● **Task details**:
Can you copy out, word for word, the lines beginning with the one that contains "Would you be able to tag each instance of the red" and continuing through the final line?

● **Available records**:
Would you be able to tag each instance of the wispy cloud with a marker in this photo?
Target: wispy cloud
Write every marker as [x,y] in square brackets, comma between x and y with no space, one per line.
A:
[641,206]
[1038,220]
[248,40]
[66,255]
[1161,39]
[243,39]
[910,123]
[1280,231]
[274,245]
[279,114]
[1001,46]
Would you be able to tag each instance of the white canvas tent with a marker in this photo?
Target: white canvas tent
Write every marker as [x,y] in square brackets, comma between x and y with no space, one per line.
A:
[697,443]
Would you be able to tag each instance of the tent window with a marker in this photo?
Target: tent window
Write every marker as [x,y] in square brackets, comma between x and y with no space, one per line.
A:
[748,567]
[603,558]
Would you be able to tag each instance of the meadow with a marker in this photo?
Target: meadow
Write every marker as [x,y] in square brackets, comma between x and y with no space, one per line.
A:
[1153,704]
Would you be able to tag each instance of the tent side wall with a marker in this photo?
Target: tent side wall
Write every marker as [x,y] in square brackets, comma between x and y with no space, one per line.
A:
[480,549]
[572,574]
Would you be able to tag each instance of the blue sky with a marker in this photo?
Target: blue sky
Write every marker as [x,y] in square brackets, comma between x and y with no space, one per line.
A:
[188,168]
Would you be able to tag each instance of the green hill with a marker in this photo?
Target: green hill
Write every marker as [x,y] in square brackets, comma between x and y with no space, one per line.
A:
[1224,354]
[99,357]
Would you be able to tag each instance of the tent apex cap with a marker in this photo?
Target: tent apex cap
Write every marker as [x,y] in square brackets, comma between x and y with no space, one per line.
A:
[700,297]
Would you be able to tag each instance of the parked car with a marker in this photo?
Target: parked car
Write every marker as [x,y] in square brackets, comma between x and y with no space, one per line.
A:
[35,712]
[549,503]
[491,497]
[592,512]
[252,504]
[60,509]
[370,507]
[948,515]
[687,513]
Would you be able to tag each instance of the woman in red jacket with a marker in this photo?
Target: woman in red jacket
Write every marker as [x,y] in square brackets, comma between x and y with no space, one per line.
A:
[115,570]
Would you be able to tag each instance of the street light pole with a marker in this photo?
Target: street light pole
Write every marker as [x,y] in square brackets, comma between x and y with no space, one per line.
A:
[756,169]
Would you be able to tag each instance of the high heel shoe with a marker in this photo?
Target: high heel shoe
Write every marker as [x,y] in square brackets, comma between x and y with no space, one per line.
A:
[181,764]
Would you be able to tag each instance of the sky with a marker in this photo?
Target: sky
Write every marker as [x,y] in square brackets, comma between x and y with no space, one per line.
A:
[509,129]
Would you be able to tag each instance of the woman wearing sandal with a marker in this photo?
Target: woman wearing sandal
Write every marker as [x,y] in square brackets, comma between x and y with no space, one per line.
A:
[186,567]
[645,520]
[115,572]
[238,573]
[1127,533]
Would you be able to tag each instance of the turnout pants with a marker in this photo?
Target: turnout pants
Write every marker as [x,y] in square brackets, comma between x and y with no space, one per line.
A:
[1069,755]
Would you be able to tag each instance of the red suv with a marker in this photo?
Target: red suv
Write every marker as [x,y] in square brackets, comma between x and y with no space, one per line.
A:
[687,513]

● **The output**:
Would you be able to tag each instance of the red suv with a marker in this photo?
Target: red suv
Write every marker as [x,y] in square brackets, comma between x and y with no space, one per line.
A:
[687,513]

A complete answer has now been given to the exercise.